What you are asked to do:
All entries should be output exactly as they stand.

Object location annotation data

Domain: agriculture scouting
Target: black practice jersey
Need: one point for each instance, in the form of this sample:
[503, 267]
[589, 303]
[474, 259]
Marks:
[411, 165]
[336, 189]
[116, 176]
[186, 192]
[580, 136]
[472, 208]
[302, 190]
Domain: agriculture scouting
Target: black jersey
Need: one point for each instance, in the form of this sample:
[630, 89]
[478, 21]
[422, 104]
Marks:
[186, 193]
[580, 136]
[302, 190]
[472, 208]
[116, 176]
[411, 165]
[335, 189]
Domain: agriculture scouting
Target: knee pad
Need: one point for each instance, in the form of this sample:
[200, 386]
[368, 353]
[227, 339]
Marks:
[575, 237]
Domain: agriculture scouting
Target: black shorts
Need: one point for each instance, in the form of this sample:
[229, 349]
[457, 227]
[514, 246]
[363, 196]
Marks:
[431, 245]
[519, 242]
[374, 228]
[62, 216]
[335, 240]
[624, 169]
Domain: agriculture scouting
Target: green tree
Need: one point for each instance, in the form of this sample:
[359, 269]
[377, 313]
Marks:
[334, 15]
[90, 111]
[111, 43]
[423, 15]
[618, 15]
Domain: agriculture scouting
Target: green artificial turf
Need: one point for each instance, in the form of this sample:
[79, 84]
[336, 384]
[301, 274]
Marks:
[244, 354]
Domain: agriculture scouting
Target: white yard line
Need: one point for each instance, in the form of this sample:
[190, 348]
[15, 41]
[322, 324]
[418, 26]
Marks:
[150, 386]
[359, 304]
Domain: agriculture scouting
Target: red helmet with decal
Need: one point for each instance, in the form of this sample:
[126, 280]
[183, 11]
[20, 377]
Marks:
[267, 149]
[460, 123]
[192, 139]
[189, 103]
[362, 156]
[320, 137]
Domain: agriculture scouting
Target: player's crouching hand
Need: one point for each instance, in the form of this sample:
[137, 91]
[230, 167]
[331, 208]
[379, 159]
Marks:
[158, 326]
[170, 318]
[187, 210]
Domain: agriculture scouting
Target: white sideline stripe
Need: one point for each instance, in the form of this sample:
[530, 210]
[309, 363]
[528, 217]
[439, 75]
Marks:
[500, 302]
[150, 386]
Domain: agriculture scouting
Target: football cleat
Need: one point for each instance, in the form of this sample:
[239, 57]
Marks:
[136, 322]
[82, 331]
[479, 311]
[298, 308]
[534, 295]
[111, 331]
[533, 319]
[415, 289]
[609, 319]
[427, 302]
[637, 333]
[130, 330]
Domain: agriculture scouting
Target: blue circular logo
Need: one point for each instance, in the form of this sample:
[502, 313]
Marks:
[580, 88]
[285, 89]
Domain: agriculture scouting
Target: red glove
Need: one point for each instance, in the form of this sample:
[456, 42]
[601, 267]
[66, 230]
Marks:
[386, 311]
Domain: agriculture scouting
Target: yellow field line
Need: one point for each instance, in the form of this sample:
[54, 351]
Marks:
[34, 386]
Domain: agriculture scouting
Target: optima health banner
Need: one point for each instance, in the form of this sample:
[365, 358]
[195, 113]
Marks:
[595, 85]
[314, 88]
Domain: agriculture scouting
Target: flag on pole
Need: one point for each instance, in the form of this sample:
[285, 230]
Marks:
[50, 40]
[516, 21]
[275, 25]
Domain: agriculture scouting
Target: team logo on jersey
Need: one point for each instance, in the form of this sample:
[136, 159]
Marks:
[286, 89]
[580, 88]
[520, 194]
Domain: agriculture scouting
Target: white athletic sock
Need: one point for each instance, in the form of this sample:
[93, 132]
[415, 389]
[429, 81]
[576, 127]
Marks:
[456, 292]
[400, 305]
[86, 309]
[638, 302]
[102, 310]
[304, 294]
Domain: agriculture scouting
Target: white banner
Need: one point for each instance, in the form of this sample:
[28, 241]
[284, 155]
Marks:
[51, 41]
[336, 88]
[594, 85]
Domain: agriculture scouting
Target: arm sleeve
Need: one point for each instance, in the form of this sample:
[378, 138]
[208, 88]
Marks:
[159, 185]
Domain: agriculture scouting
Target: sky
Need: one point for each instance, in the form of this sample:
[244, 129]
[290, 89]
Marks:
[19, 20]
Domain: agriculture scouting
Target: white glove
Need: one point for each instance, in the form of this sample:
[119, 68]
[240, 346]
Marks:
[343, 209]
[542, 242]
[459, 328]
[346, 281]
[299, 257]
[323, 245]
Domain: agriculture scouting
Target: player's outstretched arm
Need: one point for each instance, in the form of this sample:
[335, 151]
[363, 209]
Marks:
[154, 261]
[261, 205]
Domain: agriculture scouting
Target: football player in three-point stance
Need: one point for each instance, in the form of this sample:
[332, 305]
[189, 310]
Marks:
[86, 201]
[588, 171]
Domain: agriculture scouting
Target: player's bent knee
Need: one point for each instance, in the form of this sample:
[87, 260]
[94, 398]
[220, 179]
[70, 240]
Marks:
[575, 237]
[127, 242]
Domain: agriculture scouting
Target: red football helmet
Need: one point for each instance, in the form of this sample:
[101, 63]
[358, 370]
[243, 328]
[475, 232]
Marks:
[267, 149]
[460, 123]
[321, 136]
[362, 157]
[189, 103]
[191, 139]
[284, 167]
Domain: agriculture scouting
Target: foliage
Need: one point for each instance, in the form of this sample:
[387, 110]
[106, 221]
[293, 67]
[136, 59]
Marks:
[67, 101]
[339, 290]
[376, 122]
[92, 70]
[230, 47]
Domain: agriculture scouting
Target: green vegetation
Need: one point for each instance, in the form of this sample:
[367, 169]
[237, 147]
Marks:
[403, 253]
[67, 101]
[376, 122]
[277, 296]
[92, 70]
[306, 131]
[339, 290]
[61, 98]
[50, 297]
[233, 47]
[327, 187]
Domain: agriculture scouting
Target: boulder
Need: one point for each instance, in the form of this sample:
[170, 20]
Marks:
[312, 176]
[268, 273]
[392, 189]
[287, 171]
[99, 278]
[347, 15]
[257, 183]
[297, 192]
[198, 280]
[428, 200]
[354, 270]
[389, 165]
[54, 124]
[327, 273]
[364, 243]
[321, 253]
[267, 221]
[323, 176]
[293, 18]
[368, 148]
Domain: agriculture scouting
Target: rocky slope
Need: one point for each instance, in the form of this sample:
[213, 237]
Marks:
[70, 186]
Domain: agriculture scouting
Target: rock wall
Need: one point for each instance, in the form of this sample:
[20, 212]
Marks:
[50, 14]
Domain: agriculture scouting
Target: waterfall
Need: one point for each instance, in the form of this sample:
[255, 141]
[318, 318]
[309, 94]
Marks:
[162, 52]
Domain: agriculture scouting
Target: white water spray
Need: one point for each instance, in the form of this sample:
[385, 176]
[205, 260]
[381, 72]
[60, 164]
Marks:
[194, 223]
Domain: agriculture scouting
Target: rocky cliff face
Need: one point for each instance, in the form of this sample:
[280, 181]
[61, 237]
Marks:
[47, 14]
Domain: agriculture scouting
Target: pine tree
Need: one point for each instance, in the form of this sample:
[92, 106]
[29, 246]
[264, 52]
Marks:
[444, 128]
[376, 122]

Task answer:
Domain: agriculture scouting
Target: black practice jersey
Need: one point for each instance, in the form of this sample:
[503, 267]
[589, 303]
[474, 259]
Marks:
[411, 165]
[336, 189]
[116, 176]
[186, 192]
[580, 136]
[472, 208]
[302, 190]
Domain: agriculture scouting
Target: black jersey
Need: one point for each instance, in the form of this sample:
[630, 89]
[478, 21]
[422, 104]
Marks:
[186, 193]
[580, 136]
[302, 190]
[472, 208]
[116, 176]
[411, 165]
[335, 189]
Domain: agriculture scouting
Target: knee pad
Need: one point for each instance, in the form of this sample:
[200, 386]
[368, 353]
[227, 339]
Marks:
[575, 237]
Domain: agriculture scouting
Target: black shorts
Need: one point for each instance, in the form of this sample:
[229, 349]
[457, 227]
[514, 246]
[363, 196]
Marks:
[431, 245]
[519, 242]
[374, 228]
[62, 216]
[335, 240]
[624, 169]
Domain: agriculture scouting
Target: green tree
Need: one point for each instance, in the form of this sample:
[359, 269]
[377, 313]
Marks:
[334, 15]
[90, 111]
[111, 43]
[423, 15]
[618, 15]
Domain: agriculture scouting
Target: green artificial turf
Need: one point for each instance, in the form of this sample:
[79, 84]
[336, 384]
[301, 274]
Marks:
[244, 354]
Domain: agriculture scouting
Target: white yard line
Need: one point for each instance, in the form of this sample:
[190, 348]
[15, 41]
[322, 324]
[418, 26]
Marks:
[150, 386]
[359, 304]
Domain: agriculture scouting
Target: red helmet with decal
Need: one point for each instance, in the form of this sample:
[126, 280]
[183, 11]
[20, 377]
Marks:
[267, 149]
[460, 123]
[192, 139]
[189, 103]
[362, 156]
[320, 137]
Domain: agriculture scouting
Target: player's crouching hand
Need: one point for each instance, in the form of this sample:
[137, 91]
[230, 167]
[331, 208]
[379, 159]
Marks:
[158, 326]
[170, 318]
[187, 210]
Domain: agriculture scouting
Target: white sideline stripe
Need: one point for each instance, in the form of this sample:
[530, 210]
[309, 363]
[528, 217]
[439, 75]
Marks:
[500, 302]
[150, 386]
Domain: agriculture scouting
Target: football cleat
Need: one point for each instance, in the form of this sample:
[239, 57]
Marks:
[136, 322]
[82, 331]
[479, 311]
[298, 308]
[534, 295]
[111, 331]
[533, 319]
[415, 289]
[609, 319]
[427, 302]
[637, 333]
[130, 330]
Domain: agriculture scouting
Target: blue circular logo
Need: one point for each instance, in the form of this sample:
[502, 313]
Marks:
[580, 88]
[285, 89]
Domain: agriculture scouting
Target: red glove
Need: one point for each instance, in the form of this sample:
[456, 42]
[601, 267]
[66, 230]
Marks:
[386, 311]
Domain: agriculture scouting
Target: yellow field line
Need: one point for each instance, in the form of this sample:
[54, 351]
Marks:
[34, 386]
Domain: agriculture scouting
Target: optima health banner
Need: one point for each instance, in the form of this sample:
[365, 358]
[195, 113]
Marks:
[595, 85]
[314, 88]
Domain: agriculture scouting
Target: flag on pole
Need: one point for each instance, in the form of this sample:
[285, 230]
Marks:
[50, 40]
[516, 21]
[275, 25]
Domain: agriculture scouting
Target: team logo on jersey
Need: one point for each instance, in the form of this sample:
[136, 159]
Marks:
[286, 89]
[580, 88]
[520, 194]
Domain: agriculture scouting
Target: white athletic sock
Need: one point for each instance, in the form of this sample:
[93, 132]
[415, 389]
[429, 81]
[576, 127]
Marks:
[456, 292]
[400, 305]
[86, 309]
[638, 302]
[102, 310]
[304, 294]
Domain: agriculture scouting
Target: white banner
Need: one point for each instance, in the form of this sample:
[28, 241]
[284, 155]
Marks:
[51, 41]
[336, 88]
[594, 85]
Domain: agriculture scouting
Target: arm sleeve
Need: one point for each instance, in the form of this sample:
[378, 138]
[208, 88]
Marks:
[159, 185]
Domain: agriculture scouting
Target: sky
Need: one point for each instance, in the form of this sample:
[244, 129]
[290, 89]
Marks:
[19, 20]
Domain: agriculture scouting
Target: white glove
Need: one point for each instance, in the form of this sample:
[119, 68]
[240, 346]
Marks:
[343, 209]
[542, 242]
[459, 328]
[346, 281]
[299, 257]
[323, 245]
Domain: agriculture scouting
Target: player's outstretched arm
Need: one point for each instance, in the form of this sample:
[335, 151]
[363, 209]
Marks:
[154, 261]
[261, 205]
Domain: agriculture scouting
Target: football player in three-point stance
Need: one point for each instance, in the form of this sample:
[332, 305]
[189, 310]
Marks:
[86, 201]
[588, 171]
Domain: agriculture scouting
Target: player's bent knee
Need: one point for each instance, in the form of this sample:
[87, 260]
[94, 398]
[220, 179]
[70, 240]
Marks:
[575, 237]
[127, 242]
Domain: agriculture scouting
Target: red football helmet
Need: one point for each instance, in the form of this sample:
[101, 63]
[358, 370]
[243, 328]
[475, 232]
Marks:
[267, 149]
[460, 123]
[321, 136]
[362, 157]
[189, 103]
[191, 139]
[284, 167]
Domain: agriculture scouting
Target: foliage
Need: one point for each instance, in the form of this sample:
[387, 110]
[106, 221]
[293, 67]
[136, 59]
Marks:
[67, 101]
[339, 290]
[376, 122]
[92, 70]
[230, 47]
Domain: agriculture scouting
Target: green vegetation
Need: one point for each instance, in the form of this sample:
[367, 169]
[237, 147]
Marks:
[403, 253]
[67, 101]
[376, 122]
[277, 296]
[92, 70]
[306, 131]
[339, 290]
[61, 98]
[50, 297]
[233, 47]
[327, 187]
Domain: agriculture scouting
Target: boulder
Need: one point for each instance, in the form of this sample:
[170, 20]
Marks:
[312, 176]
[268, 273]
[392, 189]
[287, 171]
[99, 278]
[347, 15]
[257, 183]
[297, 192]
[198, 280]
[428, 200]
[354, 270]
[389, 165]
[54, 124]
[327, 273]
[364, 243]
[321, 253]
[267, 221]
[323, 176]
[293, 18]
[368, 148]
Domain: agriculture scouting
Target: rocky slope
Need: one point for each instance, in the form of this sample:
[213, 237]
Marks:
[70, 186]
Domain: agriculture scouting
Target: rock wall
Need: one point for each instance, in the form of this sample:
[20, 212]
Marks:
[50, 14]
Domain: agriculture scouting
Target: waterfall
Need: one point for each instance, in the form of this sample:
[255, 141]
[318, 318]
[309, 94]
Marks:
[162, 52]
Domain: agriculture scouting
Target: white water spray
Need: one point for each instance, in the form of this sample:
[385, 176]
[205, 260]
[381, 72]
[60, 164]
Marks:
[194, 223]
Domain: agriculture scouting
Target: rocky cliff face
Need: one point for each instance, in the form of this sample:
[280, 181]
[61, 237]
Marks:
[47, 14]
Domain: agriculture scouting
Target: pine tree
Need: one point for each instance, in the form of this sample:
[92, 106]
[29, 246]
[264, 52]
Marks:
[444, 128]
[376, 122]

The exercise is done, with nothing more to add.